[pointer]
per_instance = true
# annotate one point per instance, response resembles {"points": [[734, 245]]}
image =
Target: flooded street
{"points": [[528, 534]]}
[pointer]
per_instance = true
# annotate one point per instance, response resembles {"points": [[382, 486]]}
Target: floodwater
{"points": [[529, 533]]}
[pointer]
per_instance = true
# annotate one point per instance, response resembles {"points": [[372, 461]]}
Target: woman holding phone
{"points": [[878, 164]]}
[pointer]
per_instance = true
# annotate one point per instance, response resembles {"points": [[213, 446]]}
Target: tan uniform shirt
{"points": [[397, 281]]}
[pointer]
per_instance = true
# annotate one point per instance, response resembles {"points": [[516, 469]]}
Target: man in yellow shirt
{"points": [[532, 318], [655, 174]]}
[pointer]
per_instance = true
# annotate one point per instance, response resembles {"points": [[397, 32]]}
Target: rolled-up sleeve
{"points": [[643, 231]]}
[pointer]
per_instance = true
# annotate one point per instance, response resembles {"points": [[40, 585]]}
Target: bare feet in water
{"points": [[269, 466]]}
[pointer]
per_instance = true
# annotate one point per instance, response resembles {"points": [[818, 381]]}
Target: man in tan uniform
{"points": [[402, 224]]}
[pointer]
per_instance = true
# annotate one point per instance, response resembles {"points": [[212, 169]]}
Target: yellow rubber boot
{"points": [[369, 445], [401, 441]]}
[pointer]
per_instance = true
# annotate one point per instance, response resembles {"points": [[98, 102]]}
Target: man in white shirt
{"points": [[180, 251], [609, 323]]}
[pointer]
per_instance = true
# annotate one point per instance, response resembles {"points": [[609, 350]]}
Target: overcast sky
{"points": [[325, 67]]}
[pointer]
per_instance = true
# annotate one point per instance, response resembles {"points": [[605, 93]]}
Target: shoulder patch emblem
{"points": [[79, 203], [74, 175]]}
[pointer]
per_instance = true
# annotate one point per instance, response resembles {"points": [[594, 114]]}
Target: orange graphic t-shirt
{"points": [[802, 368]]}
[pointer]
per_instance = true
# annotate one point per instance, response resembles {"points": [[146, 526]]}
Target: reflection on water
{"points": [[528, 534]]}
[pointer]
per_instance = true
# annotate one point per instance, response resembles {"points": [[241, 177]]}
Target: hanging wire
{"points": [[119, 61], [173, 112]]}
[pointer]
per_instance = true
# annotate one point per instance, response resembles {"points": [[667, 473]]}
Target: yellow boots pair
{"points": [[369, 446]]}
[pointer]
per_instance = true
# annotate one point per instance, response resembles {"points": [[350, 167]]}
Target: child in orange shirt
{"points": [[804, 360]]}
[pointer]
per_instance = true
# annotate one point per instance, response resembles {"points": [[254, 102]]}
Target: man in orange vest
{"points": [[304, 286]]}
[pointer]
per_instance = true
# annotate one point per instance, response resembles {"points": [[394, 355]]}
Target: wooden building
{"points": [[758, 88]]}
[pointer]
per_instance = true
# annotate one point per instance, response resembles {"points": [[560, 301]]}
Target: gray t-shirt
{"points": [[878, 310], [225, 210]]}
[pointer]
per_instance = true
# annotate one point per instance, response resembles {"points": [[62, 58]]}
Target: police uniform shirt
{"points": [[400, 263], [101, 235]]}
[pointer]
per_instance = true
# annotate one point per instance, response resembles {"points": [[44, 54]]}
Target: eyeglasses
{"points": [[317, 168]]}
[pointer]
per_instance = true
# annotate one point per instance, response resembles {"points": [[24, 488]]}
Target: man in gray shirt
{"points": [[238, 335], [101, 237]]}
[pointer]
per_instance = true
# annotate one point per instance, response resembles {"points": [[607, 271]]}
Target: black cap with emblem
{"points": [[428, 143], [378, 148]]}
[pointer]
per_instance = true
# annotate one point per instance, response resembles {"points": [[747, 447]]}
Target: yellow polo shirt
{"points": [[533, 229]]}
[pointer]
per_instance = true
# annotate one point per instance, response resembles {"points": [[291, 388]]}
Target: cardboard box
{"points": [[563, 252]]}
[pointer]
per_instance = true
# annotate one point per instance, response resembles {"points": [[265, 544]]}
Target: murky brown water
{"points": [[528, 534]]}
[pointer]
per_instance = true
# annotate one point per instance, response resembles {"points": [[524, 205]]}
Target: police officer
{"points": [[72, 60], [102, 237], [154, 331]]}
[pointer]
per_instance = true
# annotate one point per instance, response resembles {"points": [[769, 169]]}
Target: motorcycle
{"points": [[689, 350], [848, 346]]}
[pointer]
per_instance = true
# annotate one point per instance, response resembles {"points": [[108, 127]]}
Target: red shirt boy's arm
※ ※ ※
• THE PROBLEM:
Your response should consist of the listing, reproduced exactly.

• EXPECTED OUTPUT:
[pointer]
per_instance = true
# annotate one point per instance, response resembles {"points": [[734, 245]]}
image =
Target: flooded street
{"points": [[528, 534]]}
[pointer]
per_instance = true
# annotate one point per instance, response resembles {"points": [[382, 486]]}
Target: floodwater
{"points": [[529, 533]]}
[pointer]
per_instance = true
# annotate one point per instance, response resembles {"points": [[372, 461]]}
Target: woman holding phone
{"points": [[878, 164]]}
[pointer]
per_instance = true
# annotate one point per instance, response resembles {"points": [[213, 446]]}
Target: tan uniform shirt
{"points": [[397, 281]]}
[pointer]
per_instance = true
# annotate one point per instance, response resembles {"points": [[516, 469]]}
Target: man in yellow shirt
{"points": [[532, 318], [655, 174]]}
[pointer]
per_instance = true
# annotate one point per instance, response resembles {"points": [[397, 32]]}
Target: rolled-up sleeve
{"points": [[643, 231]]}
[pointer]
per_instance = true
# annotate one point per instance, response resembles {"points": [[40, 585]]}
Target: bare feet in water
{"points": [[269, 466]]}
[pointer]
per_instance = true
# annotate one point per instance, response resembles {"points": [[818, 381]]}
Target: man in tan uniform
{"points": [[402, 224]]}
[pointer]
per_instance = true
# annotate one point per instance, response resembles {"points": [[212, 169]]}
Target: yellow rubber boot
{"points": [[369, 445], [401, 441]]}
[pointer]
per_instance = true
# annotate one point per instance, response resembles {"points": [[98, 102]]}
Target: man in white shirt
{"points": [[180, 251], [609, 323]]}
[pointer]
per_instance = true
# annotate one point per instance, response resembles {"points": [[609, 350]]}
Target: overcast sky
{"points": [[325, 67]]}
[pointer]
per_instance = true
# annotate one point per instance, response resembles {"points": [[605, 93]]}
Target: shoulder patch emblem
{"points": [[79, 203], [74, 175]]}
[pointer]
per_instance = true
# annotate one point per instance, response resembles {"points": [[594, 114]]}
Target: orange graphic t-shirt
{"points": [[802, 368]]}
[pointer]
per_instance = true
# annotate one point per instance, response resembles {"points": [[146, 526]]}
Target: reflection on water
{"points": [[528, 534]]}
[pointer]
per_instance = true
# annotate one point per instance, response resembles {"points": [[241, 177]]}
Target: hanging wire
{"points": [[119, 61], [173, 112]]}
[pointer]
per_instance = true
# annotate one point per instance, response resembles {"points": [[667, 473]]}
Target: yellow boots pair
{"points": [[369, 446]]}
[pointer]
per_instance = true
# annotate one point per instance, response resembles {"points": [[350, 167]]}
Target: child in orange shirt
{"points": [[804, 360]]}
[pointer]
per_instance = true
# annotate one point per instance, response resembles {"points": [[254, 102]]}
Target: man in orange vest
{"points": [[304, 286]]}
[pointer]
per_instance = true
# annotate one point per instance, response resembles {"points": [[394, 355]]}
Target: wooden building
{"points": [[758, 88]]}
[pointer]
per_instance = true
# annotate one point per instance, response resembles {"points": [[560, 301]]}
Target: gray t-shirt
{"points": [[878, 310], [225, 210]]}
[pointer]
per_instance = true
# annotate one point per instance, response resembles {"points": [[62, 58]]}
Target: police uniform shirt
{"points": [[400, 263], [101, 235]]}
[pointer]
per_instance = true
# annotate one point per instance, response resembles {"points": [[44, 54]]}
Target: eyeglasses
{"points": [[317, 168]]}
[pointer]
per_instance = true
# annotate one point per instance, response resembles {"points": [[24, 488]]}
Target: man in gray shirt
{"points": [[238, 335], [101, 237]]}
[pointer]
per_instance = true
# annotate one point per instance, response resembles {"points": [[607, 271]]}
Target: black cap with emblem
{"points": [[428, 143], [378, 148]]}
[pointer]
per_instance = true
# annotate one point per instance, response resembles {"points": [[747, 447]]}
Target: yellow polo shirt
{"points": [[533, 229]]}
[pointer]
per_instance = true
# annotate one point per instance, response resembles {"points": [[291, 388]]}
Target: cardboard box
{"points": [[563, 252]]}
[pointer]
per_instance = true
# annotate one point per instance, response resembles {"points": [[265, 544]]}
Target: murky brown water
{"points": [[528, 534]]}
[pointer]
per_instance = true
# annotate one point per instance, response resembles {"points": [[524, 205]]}
Target: police officer
{"points": [[72, 60], [102, 237], [154, 331]]}
[pointer]
per_instance = true
# annotate one point per instance, response resembles {"points": [[769, 169]]}
Target: motorcycle
{"points": [[689, 350], [848, 346]]}
[pointer]
per_instance = true
# annotate one point per instance, response resembles {"points": [[108, 127]]}
Target: red shirt boy's arm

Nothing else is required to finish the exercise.